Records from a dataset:
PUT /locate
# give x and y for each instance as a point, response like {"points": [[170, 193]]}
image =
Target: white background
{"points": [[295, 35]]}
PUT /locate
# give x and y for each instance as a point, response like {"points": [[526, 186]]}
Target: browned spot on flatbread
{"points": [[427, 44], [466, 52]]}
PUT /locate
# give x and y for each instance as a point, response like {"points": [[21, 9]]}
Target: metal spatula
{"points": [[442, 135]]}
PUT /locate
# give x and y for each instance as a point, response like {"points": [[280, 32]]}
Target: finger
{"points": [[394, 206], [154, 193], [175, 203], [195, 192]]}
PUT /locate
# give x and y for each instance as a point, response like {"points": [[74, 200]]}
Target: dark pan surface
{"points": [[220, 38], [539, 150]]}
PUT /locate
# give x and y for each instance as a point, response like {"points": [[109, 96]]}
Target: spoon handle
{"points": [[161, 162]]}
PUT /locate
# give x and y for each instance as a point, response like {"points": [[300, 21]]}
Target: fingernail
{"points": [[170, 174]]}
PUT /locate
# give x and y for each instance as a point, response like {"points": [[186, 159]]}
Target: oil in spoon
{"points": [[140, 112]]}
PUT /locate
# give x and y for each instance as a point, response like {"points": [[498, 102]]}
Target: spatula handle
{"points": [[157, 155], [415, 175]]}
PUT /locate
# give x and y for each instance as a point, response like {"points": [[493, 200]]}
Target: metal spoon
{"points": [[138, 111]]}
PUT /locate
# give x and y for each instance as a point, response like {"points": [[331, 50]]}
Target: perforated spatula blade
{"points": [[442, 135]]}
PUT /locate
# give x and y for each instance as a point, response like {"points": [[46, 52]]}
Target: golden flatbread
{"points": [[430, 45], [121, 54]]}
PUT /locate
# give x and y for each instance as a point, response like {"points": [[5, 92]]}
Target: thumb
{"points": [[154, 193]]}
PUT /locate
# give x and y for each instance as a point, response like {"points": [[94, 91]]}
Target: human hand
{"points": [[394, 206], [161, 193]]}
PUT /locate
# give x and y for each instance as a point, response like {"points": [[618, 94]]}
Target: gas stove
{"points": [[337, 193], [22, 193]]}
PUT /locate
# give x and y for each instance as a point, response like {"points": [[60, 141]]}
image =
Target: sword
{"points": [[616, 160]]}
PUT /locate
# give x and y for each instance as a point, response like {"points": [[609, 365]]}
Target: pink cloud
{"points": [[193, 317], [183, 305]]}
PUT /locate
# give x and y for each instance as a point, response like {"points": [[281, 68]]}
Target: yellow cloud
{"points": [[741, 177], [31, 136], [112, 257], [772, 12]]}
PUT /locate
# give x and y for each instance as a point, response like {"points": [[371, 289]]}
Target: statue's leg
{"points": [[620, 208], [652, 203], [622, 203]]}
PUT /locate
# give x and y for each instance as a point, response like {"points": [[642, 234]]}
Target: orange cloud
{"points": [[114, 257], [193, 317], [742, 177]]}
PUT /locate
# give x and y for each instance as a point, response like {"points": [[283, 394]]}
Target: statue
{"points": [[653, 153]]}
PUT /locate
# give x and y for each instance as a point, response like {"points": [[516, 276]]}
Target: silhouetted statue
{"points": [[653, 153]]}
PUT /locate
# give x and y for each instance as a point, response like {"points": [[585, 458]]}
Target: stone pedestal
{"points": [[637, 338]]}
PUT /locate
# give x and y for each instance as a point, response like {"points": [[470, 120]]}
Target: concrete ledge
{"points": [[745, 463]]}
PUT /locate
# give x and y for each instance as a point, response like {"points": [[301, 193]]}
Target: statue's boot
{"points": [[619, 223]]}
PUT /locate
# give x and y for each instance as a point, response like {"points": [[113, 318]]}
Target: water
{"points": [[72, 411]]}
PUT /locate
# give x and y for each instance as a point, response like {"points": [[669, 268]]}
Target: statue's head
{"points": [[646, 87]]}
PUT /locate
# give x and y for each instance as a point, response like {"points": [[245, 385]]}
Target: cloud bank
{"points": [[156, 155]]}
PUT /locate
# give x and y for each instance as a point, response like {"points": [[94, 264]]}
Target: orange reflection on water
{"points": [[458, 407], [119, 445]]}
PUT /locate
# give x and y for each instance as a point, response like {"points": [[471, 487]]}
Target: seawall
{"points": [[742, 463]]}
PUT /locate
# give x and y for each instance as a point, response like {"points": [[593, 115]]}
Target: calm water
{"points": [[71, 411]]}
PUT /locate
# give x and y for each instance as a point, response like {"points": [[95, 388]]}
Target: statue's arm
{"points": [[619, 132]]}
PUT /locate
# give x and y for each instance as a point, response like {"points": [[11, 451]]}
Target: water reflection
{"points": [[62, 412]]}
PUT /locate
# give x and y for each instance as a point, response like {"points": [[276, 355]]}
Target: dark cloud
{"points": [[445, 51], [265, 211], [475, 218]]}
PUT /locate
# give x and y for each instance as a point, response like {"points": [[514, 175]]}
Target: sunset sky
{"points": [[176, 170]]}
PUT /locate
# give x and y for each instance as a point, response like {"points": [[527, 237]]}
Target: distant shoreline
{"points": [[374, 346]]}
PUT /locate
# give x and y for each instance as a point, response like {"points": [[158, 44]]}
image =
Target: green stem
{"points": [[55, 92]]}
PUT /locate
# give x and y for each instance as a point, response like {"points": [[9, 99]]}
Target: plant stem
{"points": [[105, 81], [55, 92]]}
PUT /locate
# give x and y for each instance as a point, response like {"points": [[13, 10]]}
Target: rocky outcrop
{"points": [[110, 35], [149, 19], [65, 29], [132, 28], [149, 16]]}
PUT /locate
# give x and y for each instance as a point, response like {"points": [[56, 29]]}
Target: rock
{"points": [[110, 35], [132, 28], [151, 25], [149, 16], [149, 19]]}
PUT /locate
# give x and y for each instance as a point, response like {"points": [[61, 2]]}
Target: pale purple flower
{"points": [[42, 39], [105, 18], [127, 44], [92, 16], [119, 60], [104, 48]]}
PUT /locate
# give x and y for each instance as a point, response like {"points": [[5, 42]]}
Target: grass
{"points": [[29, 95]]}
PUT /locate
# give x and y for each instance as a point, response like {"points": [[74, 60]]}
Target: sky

What needs to be done:
Extract the full listing above without altering anything.

Exercise response:
PUT /locate
# give x and y for each instance as a point, response like {"points": [[170, 193]]}
image =
Target: white background
{"points": [[295, 35]]}
PUT /locate
# give x and y for each instance as a point, response like {"points": [[526, 186]]}
Target: browned spot on flatbread
{"points": [[427, 44], [466, 52]]}
PUT /locate
# give x and y for each instance as a point, response like {"points": [[21, 9]]}
Target: metal spatula
{"points": [[442, 135]]}
PUT /locate
# give x and y for each instance as a point, response like {"points": [[280, 32]]}
Target: finger
{"points": [[394, 206], [154, 193], [175, 203], [195, 192]]}
PUT /locate
# give x and y for each instance as a point, response like {"points": [[74, 200]]}
Target: dark pan surface
{"points": [[220, 38], [539, 150]]}
PUT /locate
# give x and y for each instance as a point, response like {"points": [[109, 96]]}
Target: spoon handle
{"points": [[161, 162]]}
PUT /locate
# give x and y for each instance as a point, response like {"points": [[300, 21]]}
Target: fingernail
{"points": [[170, 174]]}
PUT /locate
# give x and y for each instance as a point, response like {"points": [[186, 159]]}
Target: oil in spoon
{"points": [[140, 112]]}
PUT /locate
# give x and y for each instance as a point, response like {"points": [[498, 102]]}
Target: spatula handle
{"points": [[157, 155], [415, 175]]}
PUT /locate
# give x and y for each instance as a point, response like {"points": [[493, 200]]}
Target: metal spoon
{"points": [[138, 111]]}
PUT /locate
# give x and y for each instance as a point, response like {"points": [[331, 50]]}
Target: perforated spatula blade
{"points": [[442, 135]]}
PUT /locate
# give x and y for each instance as a point, response like {"points": [[46, 52]]}
Target: golden flatbread
{"points": [[430, 45], [121, 54]]}
PUT /locate
# give x and y for each instance as a point, response like {"points": [[5, 92]]}
Target: thumb
{"points": [[154, 193]]}
PUT /locate
# give x and y for each instance as a point, response like {"points": [[94, 91]]}
Target: human hand
{"points": [[394, 206], [161, 193]]}
PUT /locate
# give x and y for each instance as a point, response like {"points": [[618, 94]]}
Target: gas stove
{"points": [[337, 193], [22, 193]]}
PUT /locate
# give x and y for each instance as a point, response like {"points": [[60, 141]]}
image =
Target: sword
{"points": [[616, 160]]}
PUT /locate
# give x and y for each instance as a point, response like {"points": [[609, 365]]}
Target: pink cloud
{"points": [[193, 317], [183, 305]]}
PUT /locate
# give x and y for each instance as a point, response like {"points": [[281, 68]]}
Target: yellow cloud
{"points": [[741, 177], [31, 136], [112, 257], [772, 12]]}
PUT /locate
# give x and y for each instance as a point, response like {"points": [[371, 289]]}
Target: statue's leg
{"points": [[620, 208], [652, 203], [622, 203]]}
PUT /locate
# give x and y for each instance as a point, response like {"points": [[642, 234]]}
Target: orange cloud
{"points": [[114, 257], [193, 317], [742, 177]]}
PUT /locate
# give x and y for each instance as a point, response like {"points": [[283, 394]]}
Target: statue
{"points": [[653, 153]]}
PUT /locate
# give x and y for each instance as a point, response like {"points": [[516, 276]]}
Target: silhouetted statue
{"points": [[653, 153]]}
PUT /locate
# give x and y for each instance as a point, response like {"points": [[585, 458]]}
Target: stone pedestal
{"points": [[637, 338]]}
PUT /locate
# give x and y for each instance as a point, response like {"points": [[470, 120]]}
Target: concrete ledge
{"points": [[745, 463]]}
PUT /locate
# give x and y for each instance as a point, response like {"points": [[301, 193]]}
Target: statue's boot
{"points": [[619, 223]]}
PUT /locate
# give x and y for each instance as a point, response like {"points": [[113, 318]]}
Target: water
{"points": [[72, 411]]}
PUT /locate
# give x and y for each instance as a point, response like {"points": [[669, 268]]}
Target: statue's head
{"points": [[646, 87]]}
PUT /locate
# give x and y for each instance as a point, response like {"points": [[245, 385]]}
Target: cloud bank
{"points": [[156, 155]]}
PUT /locate
# give x and y for each instance as a point, response like {"points": [[94, 264]]}
Target: orange reflection on water
{"points": [[458, 407], [119, 445]]}
PUT /locate
# give x and y for each instance as a point, response like {"points": [[471, 487]]}
Target: seawall
{"points": [[742, 463]]}
PUT /locate
# give x and y for each instance as a point, response like {"points": [[593, 115]]}
Target: calm water
{"points": [[71, 411]]}
PUT /locate
# give x and y for each instance as a point, response like {"points": [[95, 388]]}
Target: statue's arm
{"points": [[619, 132]]}
PUT /locate
# give x and y for each instance as a point, response like {"points": [[11, 451]]}
Target: water reflection
{"points": [[62, 412]]}
PUT /locate
# give x and y for each instance as a point, response like {"points": [[276, 355]]}
Target: dark cloud
{"points": [[445, 51], [265, 211], [475, 218]]}
PUT /locate
# give x and y for each instance as a point, response like {"points": [[514, 175]]}
Target: sunset sky
{"points": [[176, 170]]}
PUT /locate
# give x and y for each instance as a point, response like {"points": [[527, 237]]}
Target: distant shoreline
{"points": [[374, 346]]}
PUT /locate
# give x and y for each instance as a point, response like {"points": [[158, 44]]}
image =
Target: green stem
{"points": [[55, 92]]}
PUT /locate
# give x and y for each instance as a point, response like {"points": [[9, 99]]}
Target: plant stem
{"points": [[105, 81], [55, 92]]}
PUT /locate
# give x and y for each instance as a point, response like {"points": [[13, 10]]}
Target: rocky outcrop
{"points": [[110, 35], [149, 19], [65, 29], [132, 28], [149, 16]]}
PUT /locate
# give x and y for each instance as a point, response like {"points": [[56, 29]]}
Target: rock
{"points": [[110, 35], [132, 28], [151, 25], [149, 16], [149, 19]]}
PUT /locate
# give x and y for each instance as a point, response like {"points": [[61, 2]]}
Target: pale purple flower
{"points": [[42, 39], [105, 18], [127, 44], [92, 16], [119, 60], [104, 48]]}
PUT /locate
# give x and y for each instance as a point, response like {"points": [[5, 42]]}
Target: grass
{"points": [[29, 95]]}
PUT /locate
# give x and y for each instance as a point, response like {"points": [[74, 60]]}
Target: sky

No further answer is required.